TASK PROMPT => Copy the listing below word for word, beginning at the line that contains "target | golden bust" and continuing through the final line of the listing.

**** EXERCISE MATERIALS

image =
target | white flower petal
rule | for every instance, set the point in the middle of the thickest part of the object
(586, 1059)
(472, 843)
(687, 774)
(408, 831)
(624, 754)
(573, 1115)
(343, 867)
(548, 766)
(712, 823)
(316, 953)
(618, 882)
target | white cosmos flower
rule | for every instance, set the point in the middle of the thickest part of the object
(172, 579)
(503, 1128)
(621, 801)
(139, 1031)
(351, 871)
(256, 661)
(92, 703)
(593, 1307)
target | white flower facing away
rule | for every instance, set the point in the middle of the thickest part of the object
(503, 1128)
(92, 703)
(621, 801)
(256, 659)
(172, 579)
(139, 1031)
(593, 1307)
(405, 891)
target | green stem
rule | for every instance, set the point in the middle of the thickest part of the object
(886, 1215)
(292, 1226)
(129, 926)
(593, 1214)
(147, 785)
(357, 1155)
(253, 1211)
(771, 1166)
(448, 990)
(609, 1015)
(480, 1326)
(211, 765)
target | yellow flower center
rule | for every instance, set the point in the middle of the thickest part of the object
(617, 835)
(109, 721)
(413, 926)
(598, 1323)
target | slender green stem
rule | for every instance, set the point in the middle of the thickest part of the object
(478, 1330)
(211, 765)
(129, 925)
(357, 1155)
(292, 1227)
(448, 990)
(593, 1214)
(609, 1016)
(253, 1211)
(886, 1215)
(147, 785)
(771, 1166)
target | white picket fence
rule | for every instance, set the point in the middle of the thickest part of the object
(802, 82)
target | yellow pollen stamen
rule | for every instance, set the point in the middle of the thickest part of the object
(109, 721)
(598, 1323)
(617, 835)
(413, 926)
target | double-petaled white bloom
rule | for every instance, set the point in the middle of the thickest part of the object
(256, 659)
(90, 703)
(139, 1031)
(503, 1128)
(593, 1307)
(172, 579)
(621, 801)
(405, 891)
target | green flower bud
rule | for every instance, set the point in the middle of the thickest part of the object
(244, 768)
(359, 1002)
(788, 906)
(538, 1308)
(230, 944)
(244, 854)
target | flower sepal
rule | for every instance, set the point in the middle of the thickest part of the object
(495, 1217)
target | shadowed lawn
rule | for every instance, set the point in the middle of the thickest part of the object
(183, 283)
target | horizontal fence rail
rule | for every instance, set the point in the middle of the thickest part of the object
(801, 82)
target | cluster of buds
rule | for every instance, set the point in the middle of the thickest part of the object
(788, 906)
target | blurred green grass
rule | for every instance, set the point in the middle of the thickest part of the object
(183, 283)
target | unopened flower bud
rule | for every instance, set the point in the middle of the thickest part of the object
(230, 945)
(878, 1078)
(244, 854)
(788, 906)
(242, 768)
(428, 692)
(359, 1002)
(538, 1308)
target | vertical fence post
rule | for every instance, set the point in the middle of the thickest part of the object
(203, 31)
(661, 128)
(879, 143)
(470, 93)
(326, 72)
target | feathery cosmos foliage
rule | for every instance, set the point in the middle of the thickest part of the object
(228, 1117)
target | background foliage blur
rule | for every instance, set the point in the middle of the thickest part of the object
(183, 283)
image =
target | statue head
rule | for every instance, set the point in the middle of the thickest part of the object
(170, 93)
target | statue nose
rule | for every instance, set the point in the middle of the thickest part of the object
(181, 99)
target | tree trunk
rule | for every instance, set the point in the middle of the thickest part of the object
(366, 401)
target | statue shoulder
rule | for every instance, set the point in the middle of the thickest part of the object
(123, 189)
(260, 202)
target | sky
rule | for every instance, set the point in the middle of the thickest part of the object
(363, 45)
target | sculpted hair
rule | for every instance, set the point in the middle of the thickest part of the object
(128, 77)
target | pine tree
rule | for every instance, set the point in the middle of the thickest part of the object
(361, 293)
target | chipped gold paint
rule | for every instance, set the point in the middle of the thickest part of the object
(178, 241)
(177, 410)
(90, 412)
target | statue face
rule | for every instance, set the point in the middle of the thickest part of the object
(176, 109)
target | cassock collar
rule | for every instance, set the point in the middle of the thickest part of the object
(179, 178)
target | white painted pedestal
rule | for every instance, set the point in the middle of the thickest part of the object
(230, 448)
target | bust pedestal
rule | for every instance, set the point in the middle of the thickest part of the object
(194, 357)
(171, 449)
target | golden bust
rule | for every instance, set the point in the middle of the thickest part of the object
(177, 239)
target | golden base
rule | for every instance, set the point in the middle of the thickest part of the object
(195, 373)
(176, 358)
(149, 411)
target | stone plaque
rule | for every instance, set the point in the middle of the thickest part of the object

********

WORKED ANSWER =>
target | golden bust
rule | for every instance, set the point in the middle of the thickest part of the object
(177, 239)
target | golden base
rule | for every instance, set the point in the middle of the thickest part of the object
(195, 373)
(176, 358)
(149, 411)
target | stone plaque
rule | for every instance, set the point in the middle of the thickest part of the object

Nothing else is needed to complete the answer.